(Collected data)
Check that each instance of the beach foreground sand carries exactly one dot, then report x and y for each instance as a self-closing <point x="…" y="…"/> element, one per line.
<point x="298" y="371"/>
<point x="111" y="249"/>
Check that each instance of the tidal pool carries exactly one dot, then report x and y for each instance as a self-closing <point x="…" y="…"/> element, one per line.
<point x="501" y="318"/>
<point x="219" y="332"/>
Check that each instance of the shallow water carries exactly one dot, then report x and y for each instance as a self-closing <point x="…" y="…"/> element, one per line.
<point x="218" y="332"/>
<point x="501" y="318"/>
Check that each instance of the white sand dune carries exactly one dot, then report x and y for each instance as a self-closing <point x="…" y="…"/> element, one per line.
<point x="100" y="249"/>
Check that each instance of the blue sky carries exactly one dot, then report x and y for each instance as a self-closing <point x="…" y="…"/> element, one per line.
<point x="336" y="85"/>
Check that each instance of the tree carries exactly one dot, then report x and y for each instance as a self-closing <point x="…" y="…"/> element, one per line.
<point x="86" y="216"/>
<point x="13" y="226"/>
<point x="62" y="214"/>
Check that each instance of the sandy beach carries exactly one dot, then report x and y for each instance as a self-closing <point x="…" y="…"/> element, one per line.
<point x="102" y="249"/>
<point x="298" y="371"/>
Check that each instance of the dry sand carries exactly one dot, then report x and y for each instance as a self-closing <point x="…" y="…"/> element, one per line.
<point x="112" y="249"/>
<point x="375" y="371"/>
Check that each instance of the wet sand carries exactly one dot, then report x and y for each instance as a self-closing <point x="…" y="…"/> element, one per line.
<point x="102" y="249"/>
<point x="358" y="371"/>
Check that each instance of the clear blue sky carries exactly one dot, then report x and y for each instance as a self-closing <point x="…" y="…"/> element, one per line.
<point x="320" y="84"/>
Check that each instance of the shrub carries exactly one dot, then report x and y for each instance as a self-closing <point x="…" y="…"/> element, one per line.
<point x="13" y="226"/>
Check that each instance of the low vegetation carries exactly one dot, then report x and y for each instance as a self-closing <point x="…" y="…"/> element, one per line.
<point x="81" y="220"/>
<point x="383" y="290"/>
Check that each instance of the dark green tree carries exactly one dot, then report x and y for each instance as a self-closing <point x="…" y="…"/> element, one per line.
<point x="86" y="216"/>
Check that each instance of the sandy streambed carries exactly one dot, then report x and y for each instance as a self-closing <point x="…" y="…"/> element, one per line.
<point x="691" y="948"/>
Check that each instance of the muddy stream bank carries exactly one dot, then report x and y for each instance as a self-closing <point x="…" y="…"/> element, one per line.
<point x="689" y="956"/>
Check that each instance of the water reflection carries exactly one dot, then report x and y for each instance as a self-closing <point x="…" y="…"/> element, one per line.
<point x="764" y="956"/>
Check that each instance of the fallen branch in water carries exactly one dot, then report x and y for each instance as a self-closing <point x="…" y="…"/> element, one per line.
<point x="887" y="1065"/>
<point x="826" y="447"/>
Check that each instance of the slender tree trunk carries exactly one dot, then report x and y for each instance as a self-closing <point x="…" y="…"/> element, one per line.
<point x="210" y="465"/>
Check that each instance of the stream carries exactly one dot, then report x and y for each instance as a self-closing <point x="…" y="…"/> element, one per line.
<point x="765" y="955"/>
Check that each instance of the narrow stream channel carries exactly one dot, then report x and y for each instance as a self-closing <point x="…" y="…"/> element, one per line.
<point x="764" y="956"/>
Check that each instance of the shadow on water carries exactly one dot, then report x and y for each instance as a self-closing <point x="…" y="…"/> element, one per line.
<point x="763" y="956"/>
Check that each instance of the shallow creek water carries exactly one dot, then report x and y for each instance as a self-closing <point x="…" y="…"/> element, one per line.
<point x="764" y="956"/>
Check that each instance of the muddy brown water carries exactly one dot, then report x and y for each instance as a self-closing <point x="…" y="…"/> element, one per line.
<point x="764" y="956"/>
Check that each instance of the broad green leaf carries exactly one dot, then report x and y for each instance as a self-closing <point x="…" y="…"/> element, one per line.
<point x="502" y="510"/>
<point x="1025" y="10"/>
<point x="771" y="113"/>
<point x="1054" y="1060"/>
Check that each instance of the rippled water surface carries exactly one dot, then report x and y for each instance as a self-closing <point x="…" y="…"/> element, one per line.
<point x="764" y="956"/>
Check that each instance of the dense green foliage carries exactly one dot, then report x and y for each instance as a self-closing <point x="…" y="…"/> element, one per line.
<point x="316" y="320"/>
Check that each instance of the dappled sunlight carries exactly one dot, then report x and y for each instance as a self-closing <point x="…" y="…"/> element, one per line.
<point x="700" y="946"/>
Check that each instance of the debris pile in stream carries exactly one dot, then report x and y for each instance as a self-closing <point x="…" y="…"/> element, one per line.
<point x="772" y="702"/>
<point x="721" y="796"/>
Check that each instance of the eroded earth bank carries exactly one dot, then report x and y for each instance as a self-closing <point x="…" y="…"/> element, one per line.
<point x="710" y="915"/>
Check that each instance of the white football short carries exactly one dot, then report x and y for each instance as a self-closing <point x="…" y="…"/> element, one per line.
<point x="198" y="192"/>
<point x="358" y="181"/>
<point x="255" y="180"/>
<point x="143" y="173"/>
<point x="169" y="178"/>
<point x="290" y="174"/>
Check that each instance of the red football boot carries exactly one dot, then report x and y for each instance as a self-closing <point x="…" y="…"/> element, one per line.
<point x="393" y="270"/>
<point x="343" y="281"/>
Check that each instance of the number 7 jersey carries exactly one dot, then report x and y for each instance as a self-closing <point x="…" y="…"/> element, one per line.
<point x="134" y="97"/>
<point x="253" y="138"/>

#### Requirement
Recast the entries from the line with "Check that each instance of the number" through the end of the entries as a two-column CSV with the headers text and answer. Give one row per entry, put each value in a single quoted field, and replace line breaks with spaces.

#### Solved problem
text,answer
"Check that each instance of the number 7 jersey carries exactly one dot, then report x and y for each instance as a self-closing <point x=""…"" y=""…""/> element, one per line.","<point x=""134"" y=""97""/> <point x=""253"" y=""138""/>"